As far the average hourly wage is concerned, it’s clear that the provinces of Alberta, BC, and Ontario are responsible for Canada’s surprisingly high average wage which is above, and sometimes substantially above, the wages in the rest of Canada’s provinces.
When we first published this, there was good news: Employment in Ontario grew from 7,213,400 in December 2017 to 7,302,700 in December 2018. That’s an increase of almost 90,000 jobs. In BC, employment grew from 2,477,300 to 2,527,600 over the same period. That’s an increase of about 50,000 jobs. If you add in the increase of around 40,000 in employment in Alberta over the same period, which means that almost 180,000 of the 223,000 jobs increase in employment nationally in Canada was due to those 3 provinces. That was about 80% of the increase in employment in Canada from Ontario, BC, and Alberta.
So as far as Ontario, BC, and Alberta, the jobs were there in 2018. The wages are above (or almost identical in the case of BC) the national average. But the costs of living are also higher than the national average. Consider the cost of living index, along with the cost of living + rent index from Numbeo for major Canadian cities:
City | Cost of Living Including Rent (100=New York) | Cost of Living Without Rent (100=New York) |
---|---|---|
Toronto | 60.59 | 72.56 |
Vancouver | 60.46 | 72.37 |
Victoria | 54.49 | 70.68 |
Ottawa | 51.21 | 67.55 |
Halifax | 50.54 | 70.77 |
Kelowna | 50.12 | 67.34 |
Calgary | 48.66 | 69.13 |
Saskatoon | 46.13 | 67.68 |
Regina | 46.09 | 65.71 |
Montreal | 45.91 | 64.10 |
Winnipeg | 43.84 | 63.66 |
Somewhat surprisingly, Toronto has eclipsed Vancouver as Canada’s most expensive city according to the Numbeo survey (which is crowd-sourced so keep that in mind). But clearly, BC cities and Toronto and some of its surrounding cities are by far Canada’s most expensive when you include rental costs. And if house prices and therefore mortgage costs are included, they are even more unaffordable for many Canadians on a tight budget.
Where Will the Jobs Be?
[Public Domain]While Southern Ontario and Metropolitan Vancouver are Canada’s economic engines in many ways, there are jobs across the country for those willing to travel further and do a little research. Did you know, for example, New Brunswick is increasingly looking for out-of-province labour or even labour from overseas? This is due to an increasing concern among companies about finding skilled workers to fill the jobs that are opening up in cities like Moncton.

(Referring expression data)
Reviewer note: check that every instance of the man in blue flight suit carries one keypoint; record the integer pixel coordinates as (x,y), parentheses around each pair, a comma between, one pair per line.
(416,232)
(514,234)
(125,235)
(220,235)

PARTS OF THE EXERCISE:
1. Rewrite everything in the piece on Canadian wages and living costs from "As far the average" down to "of Canada’s provinces.", putting "mean hourly wage" in place of "average hourly wage".
2. Extend the piece on Canadian wages and living costs, picking up right after its final sentence.

RESULTS OF THE EXERCISE:
1.
As far the mean hourly wage is concerned, it’s clear that the provinces of Alberta, BC, and Ontario are responsible for Canada’s surprisingly high average wage which is above, and sometimes substantially above, the wages in the rest of Canada’s provinces.

2.
Why is this happening in the province? Three main reasons:
- An aging population with retiring baby boomers opening up new job spots,
- A low birth rate, and
- Migration to other provinces or abroad by younger workers.
This means that businesses in New Brunswick are increasingly turning to overseas workers as well as skilled labor from elsewhere in Canada to fill their jobs. Businesses in the province when surveyed indicated as their second most-pressing concern population growth and attracting more immigrants to the province. Immigration programs like the Atlantic Immigration Pilot have been recently put into place for Canada’s Atlantic Provinces to attract workers from overseas and other provinces in Canada. The city of Moncton in New Brunswick is holding a jobs fair as well in the hopes of attracting people to live and work in the province.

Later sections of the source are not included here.